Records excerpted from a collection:

______

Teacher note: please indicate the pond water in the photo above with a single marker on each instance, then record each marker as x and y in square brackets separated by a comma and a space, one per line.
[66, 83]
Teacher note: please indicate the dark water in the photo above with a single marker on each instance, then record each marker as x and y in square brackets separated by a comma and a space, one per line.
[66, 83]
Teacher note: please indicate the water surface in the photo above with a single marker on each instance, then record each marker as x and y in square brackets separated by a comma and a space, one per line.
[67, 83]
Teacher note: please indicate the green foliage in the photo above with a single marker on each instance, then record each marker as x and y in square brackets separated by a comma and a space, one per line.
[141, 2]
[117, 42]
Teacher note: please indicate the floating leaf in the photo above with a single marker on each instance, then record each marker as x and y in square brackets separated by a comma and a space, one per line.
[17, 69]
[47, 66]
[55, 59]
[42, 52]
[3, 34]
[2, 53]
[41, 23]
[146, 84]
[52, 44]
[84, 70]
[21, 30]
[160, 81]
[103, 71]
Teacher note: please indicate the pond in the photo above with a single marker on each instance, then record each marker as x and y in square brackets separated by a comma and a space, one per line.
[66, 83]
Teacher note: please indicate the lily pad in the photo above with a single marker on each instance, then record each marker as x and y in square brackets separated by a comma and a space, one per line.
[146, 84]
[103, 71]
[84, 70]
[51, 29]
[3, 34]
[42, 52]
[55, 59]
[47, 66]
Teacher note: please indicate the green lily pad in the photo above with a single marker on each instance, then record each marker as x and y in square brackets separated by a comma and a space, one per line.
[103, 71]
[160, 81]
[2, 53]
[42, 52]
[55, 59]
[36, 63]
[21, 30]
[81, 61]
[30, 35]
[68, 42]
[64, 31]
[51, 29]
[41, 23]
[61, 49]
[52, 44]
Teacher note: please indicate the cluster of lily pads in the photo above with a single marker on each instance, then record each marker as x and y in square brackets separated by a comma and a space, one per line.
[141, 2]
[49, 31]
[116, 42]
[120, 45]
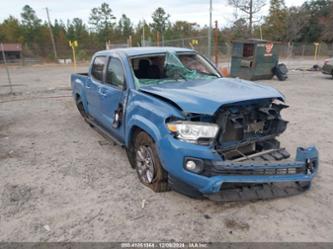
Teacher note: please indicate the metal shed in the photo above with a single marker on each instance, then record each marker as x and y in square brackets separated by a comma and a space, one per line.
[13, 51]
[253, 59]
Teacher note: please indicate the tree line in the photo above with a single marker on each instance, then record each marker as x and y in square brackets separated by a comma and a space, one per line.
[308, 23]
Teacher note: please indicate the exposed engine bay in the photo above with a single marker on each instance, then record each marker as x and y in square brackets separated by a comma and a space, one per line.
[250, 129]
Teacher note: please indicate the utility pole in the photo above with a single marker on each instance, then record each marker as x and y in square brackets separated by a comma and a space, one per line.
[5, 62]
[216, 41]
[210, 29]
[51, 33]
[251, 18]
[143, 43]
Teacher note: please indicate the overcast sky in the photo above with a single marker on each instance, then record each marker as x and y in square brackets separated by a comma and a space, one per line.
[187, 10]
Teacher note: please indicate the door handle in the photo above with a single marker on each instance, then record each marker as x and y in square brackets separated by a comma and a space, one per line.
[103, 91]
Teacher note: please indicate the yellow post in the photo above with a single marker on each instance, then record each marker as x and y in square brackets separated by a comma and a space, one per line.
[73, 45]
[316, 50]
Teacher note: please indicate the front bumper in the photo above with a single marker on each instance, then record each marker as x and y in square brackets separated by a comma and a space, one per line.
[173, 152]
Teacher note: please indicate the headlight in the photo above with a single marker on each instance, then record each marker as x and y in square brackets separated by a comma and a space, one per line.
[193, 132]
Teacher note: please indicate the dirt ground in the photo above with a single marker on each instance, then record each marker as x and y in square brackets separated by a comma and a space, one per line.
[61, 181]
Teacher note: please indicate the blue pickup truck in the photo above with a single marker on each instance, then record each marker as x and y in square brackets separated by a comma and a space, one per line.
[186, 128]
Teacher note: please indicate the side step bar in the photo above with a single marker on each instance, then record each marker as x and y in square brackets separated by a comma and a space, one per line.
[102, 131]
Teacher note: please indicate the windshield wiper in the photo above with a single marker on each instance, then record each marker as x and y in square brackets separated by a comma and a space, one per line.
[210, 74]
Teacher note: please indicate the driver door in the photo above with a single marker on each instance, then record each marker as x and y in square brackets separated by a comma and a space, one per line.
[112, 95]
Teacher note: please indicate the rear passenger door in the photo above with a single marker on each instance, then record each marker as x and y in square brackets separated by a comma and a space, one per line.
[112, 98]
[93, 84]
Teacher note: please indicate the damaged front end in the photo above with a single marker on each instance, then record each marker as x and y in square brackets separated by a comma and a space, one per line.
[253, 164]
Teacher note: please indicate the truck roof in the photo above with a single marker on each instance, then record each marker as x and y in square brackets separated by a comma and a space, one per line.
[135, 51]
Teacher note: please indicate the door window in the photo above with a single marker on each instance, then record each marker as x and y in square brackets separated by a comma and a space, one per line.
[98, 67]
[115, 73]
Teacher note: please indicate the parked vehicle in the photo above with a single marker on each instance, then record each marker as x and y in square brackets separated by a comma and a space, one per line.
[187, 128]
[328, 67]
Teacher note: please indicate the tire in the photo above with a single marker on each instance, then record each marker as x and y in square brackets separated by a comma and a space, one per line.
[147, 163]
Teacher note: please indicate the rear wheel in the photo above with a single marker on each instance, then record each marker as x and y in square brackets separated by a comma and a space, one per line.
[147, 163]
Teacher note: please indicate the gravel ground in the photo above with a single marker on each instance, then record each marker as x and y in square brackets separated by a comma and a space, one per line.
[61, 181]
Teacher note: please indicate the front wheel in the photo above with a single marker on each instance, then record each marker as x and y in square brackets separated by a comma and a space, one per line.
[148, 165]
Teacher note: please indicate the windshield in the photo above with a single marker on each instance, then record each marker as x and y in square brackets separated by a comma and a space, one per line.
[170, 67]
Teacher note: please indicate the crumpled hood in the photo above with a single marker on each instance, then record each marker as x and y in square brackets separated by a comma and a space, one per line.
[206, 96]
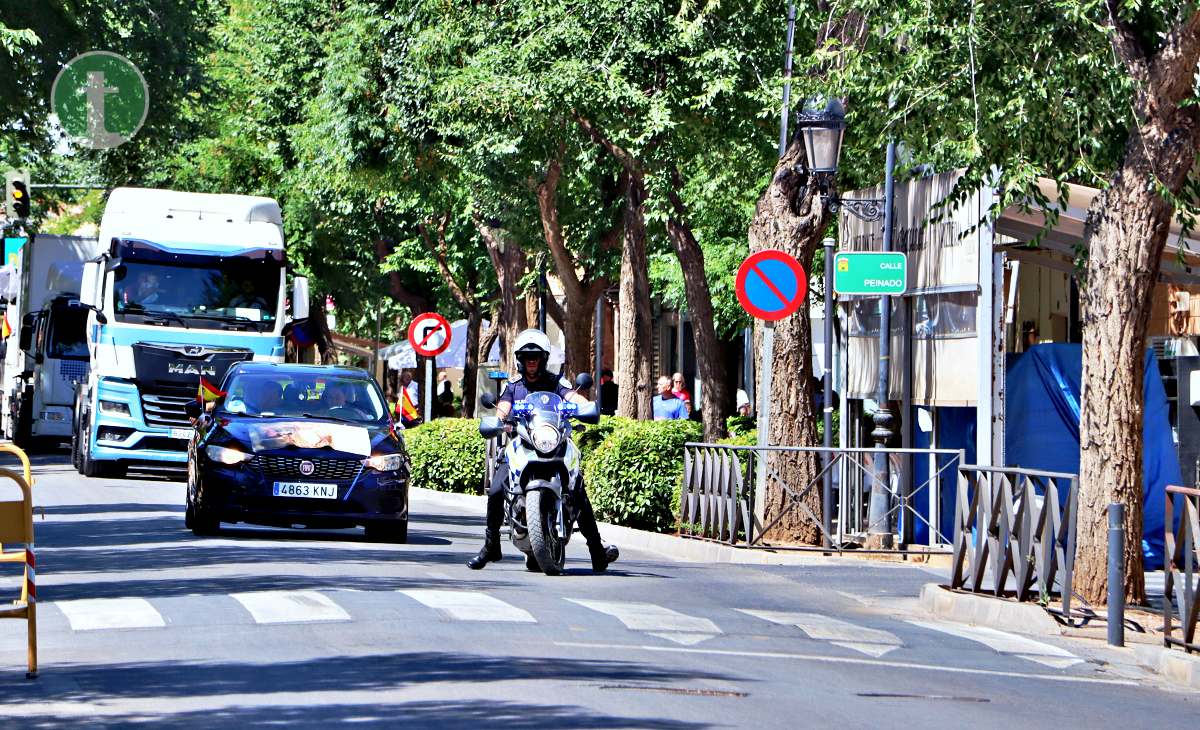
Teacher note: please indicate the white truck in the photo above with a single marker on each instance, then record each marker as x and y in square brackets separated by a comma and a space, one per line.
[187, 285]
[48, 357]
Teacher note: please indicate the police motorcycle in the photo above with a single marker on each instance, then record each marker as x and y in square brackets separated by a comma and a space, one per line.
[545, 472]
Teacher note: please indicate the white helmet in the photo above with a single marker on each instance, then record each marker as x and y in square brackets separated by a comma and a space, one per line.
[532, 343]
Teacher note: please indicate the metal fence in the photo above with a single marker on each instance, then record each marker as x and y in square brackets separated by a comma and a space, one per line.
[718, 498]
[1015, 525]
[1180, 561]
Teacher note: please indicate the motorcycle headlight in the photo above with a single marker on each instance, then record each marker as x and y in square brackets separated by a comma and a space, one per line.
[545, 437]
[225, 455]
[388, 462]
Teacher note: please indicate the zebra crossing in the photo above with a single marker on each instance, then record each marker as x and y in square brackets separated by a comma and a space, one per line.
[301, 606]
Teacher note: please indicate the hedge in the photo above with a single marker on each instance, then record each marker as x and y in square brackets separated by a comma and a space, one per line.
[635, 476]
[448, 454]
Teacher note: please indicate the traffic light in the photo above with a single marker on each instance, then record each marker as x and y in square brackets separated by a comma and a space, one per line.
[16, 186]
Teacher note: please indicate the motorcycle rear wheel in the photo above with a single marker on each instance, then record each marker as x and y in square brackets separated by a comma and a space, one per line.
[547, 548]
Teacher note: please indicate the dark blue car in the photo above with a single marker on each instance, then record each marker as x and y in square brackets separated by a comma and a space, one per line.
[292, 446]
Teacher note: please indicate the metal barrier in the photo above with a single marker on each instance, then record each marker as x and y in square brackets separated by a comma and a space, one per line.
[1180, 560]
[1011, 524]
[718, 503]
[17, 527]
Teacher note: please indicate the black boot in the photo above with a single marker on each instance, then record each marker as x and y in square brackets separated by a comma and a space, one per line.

______

Exercise aim> Restate the final lines of the listing above word for word, beginning at the line that contains "Teacher note: please indicate the white helmet".

Full response>
Teacher note: please indicate the white helmet in the photo above with a single marker on each instance, then record each marker as x and y in square brackets separated by a comma and a space, one per line.
[532, 343]
Teacher note: please indicate the metal fence in the photo above with a single marker on each instance, then record each marker as x and y in square brackets separated by a comma and a space, one per line.
[718, 498]
[1015, 525]
[1180, 561]
Teacher note: please indicate the motorcycle headlight in the photo above with a single marker on each instance, then record each marker as x and y in square brackets separated by a comma and a space, one per line.
[545, 437]
[225, 455]
[388, 462]
Teacher note: please indicate the zebra crossing in the photo above with a single marker on each instance, then record each marker as x and y in square brackets separated by a comma and a space, one per line.
[301, 606]
Teacher note: please indicate the hedge in the photo above with a single marker on each instance, then record each marker as x and y in square brackets separated by a comma and a space, one per line.
[635, 476]
[448, 454]
Teacher note: please indicate the traffic light in the photo above with a single marker on each instance, then record each marker as x and y in square brackets separated by a comma and a space, one per line.
[16, 186]
Teacher note: please indicate the motorcycle rear wheel in the photo above with a single marker on each instance, then record each marker as x and y in square brackets separated by a comma and a space, one per line.
[547, 548]
Teacher note: please indicate the dark blue car in the photo above with a single marker on each instance, then record each marker as x and y in square brackets separated by a comma and a space, one per line.
[292, 446]
Teacher note: please indicate the metal barrier in the photo above with a single marker on each instance, then record each marker as x and y in square brackets separated by a comma and a space, one per line.
[1180, 560]
[1011, 524]
[718, 503]
[17, 527]
Teacher note: please indicate the black boot in the photo above with a single marker on each instance, then record each marker as x and y in square brackets separated by a comma and a space, one per line.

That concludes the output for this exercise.